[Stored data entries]
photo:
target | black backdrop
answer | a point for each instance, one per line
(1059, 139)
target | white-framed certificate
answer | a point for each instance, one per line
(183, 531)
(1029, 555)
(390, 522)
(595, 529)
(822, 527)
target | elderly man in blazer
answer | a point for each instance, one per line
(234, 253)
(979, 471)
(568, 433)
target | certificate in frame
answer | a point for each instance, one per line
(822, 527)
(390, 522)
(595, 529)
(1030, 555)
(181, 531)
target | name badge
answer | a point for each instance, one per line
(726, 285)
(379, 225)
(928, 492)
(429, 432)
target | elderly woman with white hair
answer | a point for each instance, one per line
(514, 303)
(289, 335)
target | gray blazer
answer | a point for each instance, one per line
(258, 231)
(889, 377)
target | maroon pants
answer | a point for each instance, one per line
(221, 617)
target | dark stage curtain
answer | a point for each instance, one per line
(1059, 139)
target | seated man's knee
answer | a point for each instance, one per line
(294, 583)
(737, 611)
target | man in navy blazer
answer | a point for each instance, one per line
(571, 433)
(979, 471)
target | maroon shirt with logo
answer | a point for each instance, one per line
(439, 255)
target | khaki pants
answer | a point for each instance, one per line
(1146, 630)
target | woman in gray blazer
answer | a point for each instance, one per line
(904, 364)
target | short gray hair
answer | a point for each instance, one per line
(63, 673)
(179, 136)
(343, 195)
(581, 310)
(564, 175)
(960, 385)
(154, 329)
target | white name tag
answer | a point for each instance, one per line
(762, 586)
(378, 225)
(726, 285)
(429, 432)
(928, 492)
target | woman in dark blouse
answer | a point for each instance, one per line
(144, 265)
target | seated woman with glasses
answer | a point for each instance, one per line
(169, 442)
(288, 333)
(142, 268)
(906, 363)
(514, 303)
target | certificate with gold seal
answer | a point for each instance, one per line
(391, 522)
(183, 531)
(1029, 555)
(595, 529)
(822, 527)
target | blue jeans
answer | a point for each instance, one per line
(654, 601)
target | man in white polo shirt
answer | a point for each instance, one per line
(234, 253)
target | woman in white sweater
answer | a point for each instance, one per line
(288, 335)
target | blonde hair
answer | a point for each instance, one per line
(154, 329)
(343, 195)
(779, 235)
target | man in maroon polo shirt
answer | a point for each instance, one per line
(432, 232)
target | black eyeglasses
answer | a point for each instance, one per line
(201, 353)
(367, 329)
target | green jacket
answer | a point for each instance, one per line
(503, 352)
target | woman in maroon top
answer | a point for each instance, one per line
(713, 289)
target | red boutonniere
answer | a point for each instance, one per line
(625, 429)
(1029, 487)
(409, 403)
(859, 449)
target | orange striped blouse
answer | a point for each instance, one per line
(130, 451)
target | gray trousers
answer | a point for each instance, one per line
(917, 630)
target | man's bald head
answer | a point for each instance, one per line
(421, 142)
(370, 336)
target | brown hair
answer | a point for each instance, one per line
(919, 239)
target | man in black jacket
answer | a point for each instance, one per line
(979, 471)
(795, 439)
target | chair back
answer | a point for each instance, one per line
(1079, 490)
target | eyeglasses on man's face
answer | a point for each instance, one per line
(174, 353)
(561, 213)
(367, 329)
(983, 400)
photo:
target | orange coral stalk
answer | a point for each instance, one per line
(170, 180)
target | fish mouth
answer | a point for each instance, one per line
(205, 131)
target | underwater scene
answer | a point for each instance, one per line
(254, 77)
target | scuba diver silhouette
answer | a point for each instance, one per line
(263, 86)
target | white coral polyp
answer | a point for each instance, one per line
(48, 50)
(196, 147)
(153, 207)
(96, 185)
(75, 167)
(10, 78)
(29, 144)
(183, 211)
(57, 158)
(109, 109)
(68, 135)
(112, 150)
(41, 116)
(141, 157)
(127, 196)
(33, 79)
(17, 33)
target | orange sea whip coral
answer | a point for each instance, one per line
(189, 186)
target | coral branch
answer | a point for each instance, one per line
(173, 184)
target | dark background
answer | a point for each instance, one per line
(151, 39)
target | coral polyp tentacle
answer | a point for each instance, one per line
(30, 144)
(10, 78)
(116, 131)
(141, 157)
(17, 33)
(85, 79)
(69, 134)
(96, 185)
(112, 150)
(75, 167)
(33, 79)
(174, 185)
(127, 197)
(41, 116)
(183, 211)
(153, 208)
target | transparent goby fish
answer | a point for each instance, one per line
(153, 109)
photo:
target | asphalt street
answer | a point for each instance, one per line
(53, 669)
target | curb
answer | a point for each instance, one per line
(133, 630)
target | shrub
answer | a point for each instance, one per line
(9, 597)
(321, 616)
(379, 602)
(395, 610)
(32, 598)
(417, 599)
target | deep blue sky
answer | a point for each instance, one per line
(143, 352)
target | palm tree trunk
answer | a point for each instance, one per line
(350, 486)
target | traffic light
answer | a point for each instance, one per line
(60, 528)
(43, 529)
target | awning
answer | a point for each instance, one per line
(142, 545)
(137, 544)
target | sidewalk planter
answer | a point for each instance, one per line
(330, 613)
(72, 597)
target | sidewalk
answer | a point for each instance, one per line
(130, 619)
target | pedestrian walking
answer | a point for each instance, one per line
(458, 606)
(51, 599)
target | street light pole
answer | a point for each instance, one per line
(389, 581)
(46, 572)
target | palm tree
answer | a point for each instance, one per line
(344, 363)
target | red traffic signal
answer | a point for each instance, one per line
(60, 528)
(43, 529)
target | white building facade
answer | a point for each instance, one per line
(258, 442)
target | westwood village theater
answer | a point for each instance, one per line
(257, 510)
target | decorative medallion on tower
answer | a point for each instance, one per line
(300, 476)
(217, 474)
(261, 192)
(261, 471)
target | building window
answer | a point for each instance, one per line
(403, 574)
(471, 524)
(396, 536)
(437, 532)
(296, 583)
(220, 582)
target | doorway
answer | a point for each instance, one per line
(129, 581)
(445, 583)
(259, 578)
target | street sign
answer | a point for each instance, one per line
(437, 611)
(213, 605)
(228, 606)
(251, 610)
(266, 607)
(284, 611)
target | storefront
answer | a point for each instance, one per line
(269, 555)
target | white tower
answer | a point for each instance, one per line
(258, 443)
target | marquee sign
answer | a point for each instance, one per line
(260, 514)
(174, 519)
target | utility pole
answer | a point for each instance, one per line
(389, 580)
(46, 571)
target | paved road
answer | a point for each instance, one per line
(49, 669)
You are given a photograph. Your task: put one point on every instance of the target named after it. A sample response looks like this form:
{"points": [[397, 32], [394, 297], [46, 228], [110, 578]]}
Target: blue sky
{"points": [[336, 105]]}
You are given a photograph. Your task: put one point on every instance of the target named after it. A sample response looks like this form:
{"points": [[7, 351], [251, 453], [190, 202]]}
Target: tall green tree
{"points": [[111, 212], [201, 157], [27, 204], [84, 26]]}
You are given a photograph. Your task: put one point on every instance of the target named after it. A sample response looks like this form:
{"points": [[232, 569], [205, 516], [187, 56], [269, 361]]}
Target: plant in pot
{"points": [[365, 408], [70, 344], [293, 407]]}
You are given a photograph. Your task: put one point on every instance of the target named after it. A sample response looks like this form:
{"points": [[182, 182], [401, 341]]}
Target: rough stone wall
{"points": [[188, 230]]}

• Work item:
Exact copies of every record are required, so retype them in full.

• Response to the task:
photo:
target | black backdrop
answer | a point for each instance, one per line
(1059, 139)
target | white-framed certificate
answer | a point for each instance, one per line
(183, 531)
(1029, 555)
(390, 522)
(595, 529)
(822, 527)
target | elderly man in blazer
answer | a point for each instance, one per line
(234, 253)
(979, 471)
(568, 433)
target | certificate in frame
answer | a point for each instance, one per line
(822, 527)
(390, 522)
(595, 529)
(1030, 555)
(181, 531)
target | name badge
answer | a point for each instance, one per line
(726, 285)
(379, 225)
(928, 492)
(429, 432)
target | elderly woman with white hair
answer | a point for each instance, one per line
(514, 303)
(289, 335)
target | gray blazer
answer | a point for each instance, one per line
(258, 231)
(889, 377)
target | maroon pants
answer | a point for each instance, one per line
(221, 617)
target | dark stage curtain
answer | a point for each instance, one per line
(1059, 139)
target | seated man's knee
answer | a point for each instance, one per line
(294, 583)
(737, 611)
target | man in navy blazer
answer | a point for each instance, one per line
(571, 433)
(979, 471)
target | maroon shirt with logo
answer | a point for each instance, one per line
(439, 255)
target | khaki pants
answer | a point for each instance, one per line
(1146, 630)
target | woman in gray blazer
answer | a point for each instance, one per line
(904, 364)
target | short gray hair
answer | a point for each instance, one per line
(63, 673)
(179, 136)
(343, 195)
(581, 310)
(564, 175)
(960, 385)
(154, 329)
target | white name tag
answer | a point for each instance, one per line
(762, 586)
(378, 225)
(726, 285)
(429, 432)
(928, 492)
target | woman in dark blouse
answer | a point for each instance, one per line
(144, 265)
target | seated woman with glasses
answer | a point for each instance, one per line
(169, 442)
(288, 333)
(142, 268)
(906, 363)
(514, 303)
target | certificate with gold seal
answer | a point for each instance, one per line
(391, 522)
(183, 531)
(1029, 555)
(595, 529)
(822, 527)
target | blue jeans
answer | a point for each instance, one per line
(654, 601)
target | man in white polo shirt
answer | a point for each instance, one per line
(234, 253)
target | woman in white sweater
answer | a point for each instance, one per line
(288, 335)
target | blonde hair
answer | a point for each instance, one per line
(154, 329)
(343, 195)
(779, 235)
target | man in maroon polo shirt
answer | a point for each instance, one per line
(432, 232)
target | black eyeglasses
answer | a point for each instance, one per line
(201, 353)
(367, 329)
target | green jacket
answer | a point for each instance, one per line
(503, 352)
target | woman in maroon top
answer | a point for each instance, one per line
(713, 289)
target | red boutonniere
answer | a point for each instance, one per line
(625, 429)
(1029, 487)
(409, 403)
(859, 449)
target | orange striped blouse
answer | a point for each instance, one per line
(130, 451)
target | gray trousers
answer | a point for each instance, one per line
(917, 630)
target | man's bald head
answer | a point for each instance, one per line
(421, 142)
(370, 336)
target | brown hair
answer | a point for each instance, one per line
(919, 239)
target | man in black jacket
answer | a point for each instance, one per line
(979, 471)
(795, 439)
target | chair back
answer | a point for each instance, one per line
(1079, 490)
target | eyeglasses on man's face
answer | a point for each instance, one per line
(174, 353)
(561, 213)
(367, 329)
(983, 400)
photo:
target | orange coral stalk
answer | a point for each instance, one per line
(170, 180)
target | fish mouth
answer | a point for each instance, one per line
(205, 131)
target | underwater scene
answer | a point for each instance, one per line
(254, 77)
target | scuba diver silhouette
answer | a point for each instance, one per line
(263, 86)
target | white coral polyp
answer | a point for each instance, one per line
(48, 50)
(196, 147)
(153, 207)
(96, 185)
(75, 167)
(10, 78)
(29, 144)
(183, 211)
(57, 158)
(109, 109)
(68, 135)
(112, 150)
(41, 116)
(141, 157)
(127, 196)
(33, 79)
(17, 33)
target | orange sea whip coral
answer | a point for each instance, one per line
(189, 186)
target | coral branch
answer | a point for each instance, one per line
(173, 184)
target | dark background
answer | a point for each instance, one per line
(151, 39)
target | coral polyp tentacle
answer | a point for each instance, one per line
(30, 144)
(10, 78)
(116, 131)
(141, 157)
(17, 33)
(85, 79)
(69, 134)
(96, 185)
(112, 150)
(75, 167)
(33, 79)
(174, 185)
(127, 197)
(41, 116)
(183, 211)
(153, 208)
target | transparent goby fish
answer | a point for each instance, one per line
(153, 109)
photo:
target | asphalt street
answer | a point for each instance, one per line
(53, 669)
target | curb
answer | a point for each instance, one per line
(133, 630)
target | shrub
answer | a point for each instance, one per line
(9, 597)
(321, 616)
(379, 602)
(395, 610)
(32, 598)
(417, 599)
target | deep blue sky
answer | a point for each instance, one per line
(143, 352)
target | palm tree trunk
answer | a point for each instance, one per line
(350, 486)
target | traffic light
answer | a point for each instance, one per line
(60, 528)
(43, 529)
target | awning
answer | a point for each instance, one per line
(142, 545)
(137, 544)
target | sidewalk planter
answer | a point for each instance, one per line
(330, 613)
(72, 597)
target | sidewalk
answer | a point for each instance, one per line
(130, 619)
target | pedestrian walking
answer | a point for each instance, one per line
(458, 606)
(51, 599)
target | street light pole
answer | a point for each instance, one per line
(389, 581)
(46, 572)
target | palm tree
answer | a point for each instance, one per line
(344, 363)
target | red traffic signal
answer | a point for each instance, one per line
(60, 528)
(43, 529)
target | white building facade
answer | a point for each instance, one per line
(258, 442)
target | westwood village theater
answer | a point for each instance, one per line
(257, 510)
target | decorative medallion on tower
answer | a point for each instance, one per line
(300, 476)
(217, 474)
(261, 192)
(261, 471)
target | building window
answer | a point for each instance, one per line
(403, 574)
(471, 524)
(396, 536)
(437, 532)
(296, 583)
(220, 582)
target | doorway
answer | a point for each instance, one per line
(129, 581)
(445, 583)
(259, 578)
target | street sign
answer | a point for each instance, one per line
(437, 611)
(213, 605)
(228, 606)
(251, 610)
(266, 607)
(284, 611)
target | storefront
answer | a point for each instance, one per line
(269, 555)
target | white tower
answer | a point for each instance, one per line
(258, 443)
target | marquee sign
answer | a point for each instance, one per line
(260, 514)
(174, 519)
target | utility pole
answer | a point for each instance, one per line
(389, 580)
(46, 571)
target | paved road
answer | a point for each instance, one per line
(49, 669)
You are given a photograph. Your task: put one point on every instance of the target named after it. A sample response looks like this form:
{"points": [[397, 32], [394, 297], [46, 228], [110, 578]]}
Target: blue sky
{"points": [[336, 105]]}
You are given a photograph. Your task: put one point on every instance of the target named after it. A sample response looks like this form:
{"points": [[7, 351], [251, 453], [190, 202]]}
Target: tall green tree
{"points": [[111, 212], [201, 157], [27, 204], [84, 26]]}
You are given a photograph. Your task: put one point on every instance of the target named after it. A sample response looks like this form:
{"points": [[232, 569], [205, 516], [187, 56], [269, 361]]}
Target: plant in pot
{"points": [[365, 408], [70, 344], [293, 407]]}
You are given a photograph. Your task: put one point on every instance of the target named after it. A sample response looks like this form:
{"points": [[182, 182], [401, 341]]}
Target: rough stone wall
{"points": [[188, 230]]}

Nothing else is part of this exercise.